▸ STATED GOAL:
Return each line of the records below that contains the word "path", copied in full.

▸ INPUT ROWS:
------

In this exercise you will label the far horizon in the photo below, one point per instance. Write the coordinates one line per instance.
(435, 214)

------

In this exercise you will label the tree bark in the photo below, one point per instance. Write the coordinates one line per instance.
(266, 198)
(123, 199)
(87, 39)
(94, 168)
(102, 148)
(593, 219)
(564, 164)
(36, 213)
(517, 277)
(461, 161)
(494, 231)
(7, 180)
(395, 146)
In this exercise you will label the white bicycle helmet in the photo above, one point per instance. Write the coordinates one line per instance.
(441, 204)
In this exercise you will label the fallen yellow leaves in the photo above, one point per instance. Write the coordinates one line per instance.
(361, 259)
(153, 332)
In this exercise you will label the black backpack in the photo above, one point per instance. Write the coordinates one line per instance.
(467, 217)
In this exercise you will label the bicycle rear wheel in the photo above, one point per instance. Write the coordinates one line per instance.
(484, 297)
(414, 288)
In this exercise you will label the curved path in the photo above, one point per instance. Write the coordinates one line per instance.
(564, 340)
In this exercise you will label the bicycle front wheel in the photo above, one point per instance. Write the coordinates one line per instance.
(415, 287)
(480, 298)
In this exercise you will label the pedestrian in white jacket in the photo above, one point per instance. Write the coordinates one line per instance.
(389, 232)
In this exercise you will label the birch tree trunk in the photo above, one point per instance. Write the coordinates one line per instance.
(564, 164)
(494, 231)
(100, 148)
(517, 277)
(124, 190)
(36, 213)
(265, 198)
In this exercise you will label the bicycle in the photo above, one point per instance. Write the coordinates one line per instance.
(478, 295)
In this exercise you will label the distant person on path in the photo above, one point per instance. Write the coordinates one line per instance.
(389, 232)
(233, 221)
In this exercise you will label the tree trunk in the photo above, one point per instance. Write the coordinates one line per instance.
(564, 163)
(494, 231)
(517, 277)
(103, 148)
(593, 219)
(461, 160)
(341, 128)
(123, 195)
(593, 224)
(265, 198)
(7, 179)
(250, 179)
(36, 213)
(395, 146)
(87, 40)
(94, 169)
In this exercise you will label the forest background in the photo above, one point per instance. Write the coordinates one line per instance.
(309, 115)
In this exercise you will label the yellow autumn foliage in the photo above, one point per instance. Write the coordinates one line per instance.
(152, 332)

------

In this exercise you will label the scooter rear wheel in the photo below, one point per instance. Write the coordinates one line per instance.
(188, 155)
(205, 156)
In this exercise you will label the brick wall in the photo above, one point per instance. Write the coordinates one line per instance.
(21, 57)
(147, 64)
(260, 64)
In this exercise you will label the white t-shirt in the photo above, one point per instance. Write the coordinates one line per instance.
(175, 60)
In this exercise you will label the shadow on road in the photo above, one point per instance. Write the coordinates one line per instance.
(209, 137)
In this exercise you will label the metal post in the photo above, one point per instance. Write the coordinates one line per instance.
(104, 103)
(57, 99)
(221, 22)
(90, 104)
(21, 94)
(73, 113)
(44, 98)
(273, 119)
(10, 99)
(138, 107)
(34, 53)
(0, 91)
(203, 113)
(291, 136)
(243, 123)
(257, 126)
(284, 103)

------

▸ ANSWER:
In this exercise you will label the curved path in the photo above, one point per instance. Write the coordinates one line per instance.
In this exercise you will label the distant person on path in the photo above, one point per instance. Write the coordinates one line per instance.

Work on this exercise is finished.